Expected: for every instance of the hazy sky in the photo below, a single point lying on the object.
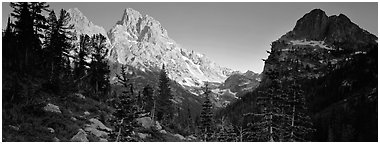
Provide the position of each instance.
(235, 35)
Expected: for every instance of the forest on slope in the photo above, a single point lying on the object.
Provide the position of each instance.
(56, 87)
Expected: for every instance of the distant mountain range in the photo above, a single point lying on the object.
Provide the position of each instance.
(141, 43)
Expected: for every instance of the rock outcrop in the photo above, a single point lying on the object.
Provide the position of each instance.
(142, 42)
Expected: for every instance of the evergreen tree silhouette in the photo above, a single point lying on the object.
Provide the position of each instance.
(148, 98)
(58, 45)
(9, 50)
(124, 117)
(99, 69)
(207, 116)
(29, 25)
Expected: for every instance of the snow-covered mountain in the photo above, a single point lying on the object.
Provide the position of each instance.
(143, 45)
(142, 42)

**EXERCISE PROMPT:** Leave out the pictures and return every record word for word.

**ANSWER TO THIS TASK:**
Expected: for every instance of the hazy sky in the photo below, a single point lying on the object.
Provide the position of each instance.
(235, 35)
Expected: for every instance of the forest on slope in the photo above, a single point lying on the object.
Provide the position of each instance.
(56, 87)
Expected: for every instance of the distant mountain range in the photo above, a single point lying on the object.
Provide the position of each instance.
(141, 43)
Expected: for every instance of the rock outcrop in the photo above, a single point lying on the object.
Provide the position of each instance.
(142, 42)
Expected: for every instance of the evergreen tree silhouette in the photo above, a single point lying on the object.
Provide the position of each instance.
(148, 98)
(58, 45)
(9, 50)
(124, 117)
(99, 69)
(207, 116)
(29, 25)
Expected: for every instance of the snow-covered mountain in the photo above, a single point lying on the object.
Provide the position of each instance.
(143, 45)
(142, 42)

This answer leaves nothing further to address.